• EXERCISE SET
1. In the laser pointer activity, how far behind the wire should the laser pointer be placed?
2. Decide whether each statement agrees with the laser pointer activity. Answer yes or no for each, and quote the deciding words.
(a) A laser pointer stronger than 5 mW is recommended.
(b) The table should be pushed right up against the wall.
(c) A wooden peg or bulldog clip holds the laser pointer's button down.
3. Return the part of the laser pointer activity starting with "This activity requires" and going on through "into some plasticine.".

• SELECTED EXTRACT

▬▬▬▬▬▬

This article first appeared in The Helix magazine, Issue 159. Subscribe to the Double Helix magazine at or sign up free to the online newsletter Science by Email at


* Laser pointer (less than 5 mW in power)

* Plasticine

* Thin wire (25 gauge or less is good)

* Wooden peg or bulldog clip

* Table

* Wall


This activity requires the use of a low-powered laser pointer. Never shine a laser into anybody's eye. Take care around highly reflective surfaces. Use only as directed.


1. Clear a space on the table and set it a couple of metres back from a wall.

2. Push a short length of thin wire into some plasticine.

3. Set the wire and plasticine on the table, somewhere near the edge closest to the wall.

4. Clip the wooden peg or bulldog clip onto the laser pointer to keep the button pressed down.

5. Place the laser pointer about 5 cm behind the wire, pointing its beam at the wire and onto the wall.

6. What does the light on the wall look like?


The word laser is an acronym that stands for 'light amplification by stimulated emission of radiation'. This basically means it's just like any other sort of radiation, such as visible light, ultraviolet (UV) light, or even X-rays, except it has been 'lined up' in a special way and is all the same wavelength.

▬▬▬▬▬▬

• GIVEN DATA
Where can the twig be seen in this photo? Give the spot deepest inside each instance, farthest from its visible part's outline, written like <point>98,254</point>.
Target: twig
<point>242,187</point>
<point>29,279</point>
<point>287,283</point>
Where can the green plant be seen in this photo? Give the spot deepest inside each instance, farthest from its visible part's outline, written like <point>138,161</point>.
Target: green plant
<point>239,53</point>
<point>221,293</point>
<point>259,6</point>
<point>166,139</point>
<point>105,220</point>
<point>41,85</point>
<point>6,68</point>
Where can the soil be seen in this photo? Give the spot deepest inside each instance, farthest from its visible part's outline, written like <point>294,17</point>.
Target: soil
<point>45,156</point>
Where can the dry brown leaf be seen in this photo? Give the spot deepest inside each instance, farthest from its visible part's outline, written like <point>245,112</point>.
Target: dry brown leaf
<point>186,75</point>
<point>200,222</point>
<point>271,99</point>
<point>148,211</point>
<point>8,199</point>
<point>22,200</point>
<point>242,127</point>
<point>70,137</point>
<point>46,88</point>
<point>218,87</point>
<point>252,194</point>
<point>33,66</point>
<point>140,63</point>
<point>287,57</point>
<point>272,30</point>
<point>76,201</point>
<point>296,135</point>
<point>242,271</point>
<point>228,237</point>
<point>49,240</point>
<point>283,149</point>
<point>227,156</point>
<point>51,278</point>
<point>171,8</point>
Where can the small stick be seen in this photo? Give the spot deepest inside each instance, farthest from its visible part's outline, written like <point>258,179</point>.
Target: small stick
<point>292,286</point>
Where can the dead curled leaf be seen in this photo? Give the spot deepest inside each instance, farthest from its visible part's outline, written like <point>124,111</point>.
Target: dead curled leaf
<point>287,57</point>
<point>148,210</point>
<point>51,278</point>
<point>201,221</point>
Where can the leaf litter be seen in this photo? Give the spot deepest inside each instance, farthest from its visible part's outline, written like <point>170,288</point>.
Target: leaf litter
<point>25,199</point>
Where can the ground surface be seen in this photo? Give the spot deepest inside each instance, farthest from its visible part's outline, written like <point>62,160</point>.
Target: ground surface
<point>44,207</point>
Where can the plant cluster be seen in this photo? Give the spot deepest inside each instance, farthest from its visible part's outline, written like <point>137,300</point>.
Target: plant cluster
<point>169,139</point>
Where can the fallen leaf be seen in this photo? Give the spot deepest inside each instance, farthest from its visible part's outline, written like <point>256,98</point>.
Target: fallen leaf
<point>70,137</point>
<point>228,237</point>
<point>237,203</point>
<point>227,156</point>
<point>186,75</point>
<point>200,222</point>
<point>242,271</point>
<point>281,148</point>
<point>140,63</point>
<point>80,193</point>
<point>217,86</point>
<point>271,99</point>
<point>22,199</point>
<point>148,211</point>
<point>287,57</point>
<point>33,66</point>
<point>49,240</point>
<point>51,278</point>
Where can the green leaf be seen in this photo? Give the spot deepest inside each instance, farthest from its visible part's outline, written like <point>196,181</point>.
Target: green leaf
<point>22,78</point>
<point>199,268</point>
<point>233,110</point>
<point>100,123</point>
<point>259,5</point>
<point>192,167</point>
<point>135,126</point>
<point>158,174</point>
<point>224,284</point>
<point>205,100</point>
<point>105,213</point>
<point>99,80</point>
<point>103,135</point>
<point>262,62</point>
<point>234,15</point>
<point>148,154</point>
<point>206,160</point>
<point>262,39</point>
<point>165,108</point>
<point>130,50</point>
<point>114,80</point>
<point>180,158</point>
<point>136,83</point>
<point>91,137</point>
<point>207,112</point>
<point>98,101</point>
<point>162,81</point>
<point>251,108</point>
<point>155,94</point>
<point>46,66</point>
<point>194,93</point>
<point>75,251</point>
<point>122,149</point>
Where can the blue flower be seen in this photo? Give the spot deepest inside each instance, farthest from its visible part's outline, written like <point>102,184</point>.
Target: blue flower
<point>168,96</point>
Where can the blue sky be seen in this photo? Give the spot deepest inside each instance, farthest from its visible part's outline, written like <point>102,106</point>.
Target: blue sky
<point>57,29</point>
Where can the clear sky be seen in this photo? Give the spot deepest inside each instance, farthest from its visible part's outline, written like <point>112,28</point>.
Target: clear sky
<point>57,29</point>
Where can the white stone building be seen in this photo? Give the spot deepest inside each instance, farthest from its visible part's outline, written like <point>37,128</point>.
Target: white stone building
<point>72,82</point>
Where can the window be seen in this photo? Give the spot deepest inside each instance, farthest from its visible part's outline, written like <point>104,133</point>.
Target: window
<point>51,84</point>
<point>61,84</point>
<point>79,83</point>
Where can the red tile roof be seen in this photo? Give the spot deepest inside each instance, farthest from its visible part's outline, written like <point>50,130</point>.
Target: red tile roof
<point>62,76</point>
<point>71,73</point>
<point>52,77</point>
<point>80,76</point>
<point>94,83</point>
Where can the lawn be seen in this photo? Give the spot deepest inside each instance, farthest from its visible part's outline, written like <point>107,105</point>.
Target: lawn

▬▬▬▬▬▬

• SOLUTIONS BELOW
1. About 5 cm behind the wire.

2.
(a) No: "Laser pointer (less than 5 mW in power)"
(b) No: "set it a couple of metres back from a wall"
(c) Yes: "Clip the wooden peg or bulldog clip onto the laser pointer to keep the button pressed down."

3.
This activity requires the use of a low-powered laser pointer. Never shine a laser into anybody's eye. Take care around highly reflective surfaces. Use only as directed.


1. Clear a space on the table and set it a couple of metres back from a wall.

2. Push a short length of thin wire into some plasticine.